***** Dataset *****

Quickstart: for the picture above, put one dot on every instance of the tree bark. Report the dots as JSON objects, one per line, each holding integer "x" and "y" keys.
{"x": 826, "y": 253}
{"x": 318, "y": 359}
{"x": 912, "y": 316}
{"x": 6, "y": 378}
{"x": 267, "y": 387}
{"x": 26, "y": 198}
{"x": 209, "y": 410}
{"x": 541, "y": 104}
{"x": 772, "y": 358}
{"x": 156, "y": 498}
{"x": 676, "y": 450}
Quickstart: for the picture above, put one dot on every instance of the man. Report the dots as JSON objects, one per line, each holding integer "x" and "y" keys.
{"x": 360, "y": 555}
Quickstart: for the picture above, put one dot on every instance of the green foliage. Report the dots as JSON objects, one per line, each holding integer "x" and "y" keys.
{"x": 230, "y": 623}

*****

▶ _Job_: Print all of the data above again, line for line, with no changes.

▶ _Answer in full_:
Quickstart: for the picture above, put one dot on every instance of the tree bark. Report the dots as JSON objects, one per line, each holding integer "x" and "y" keys.
{"x": 826, "y": 253}
{"x": 318, "y": 359}
{"x": 912, "y": 316}
{"x": 6, "y": 378}
{"x": 267, "y": 387}
{"x": 26, "y": 198}
{"x": 209, "y": 410}
{"x": 541, "y": 104}
{"x": 772, "y": 358}
{"x": 156, "y": 498}
{"x": 676, "y": 450}
Quickstart: for the picture above, put one dot on every instance of the man. Report the dots as JSON objects, one per line, each holding integer "x" and "y" keys.
{"x": 360, "y": 555}
Quickstart: for the picture above, put one dot on every instance of the green foliage. Report the dots as JSON objects, one per line, each holding integer "x" and "y" keys.
{"x": 230, "y": 623}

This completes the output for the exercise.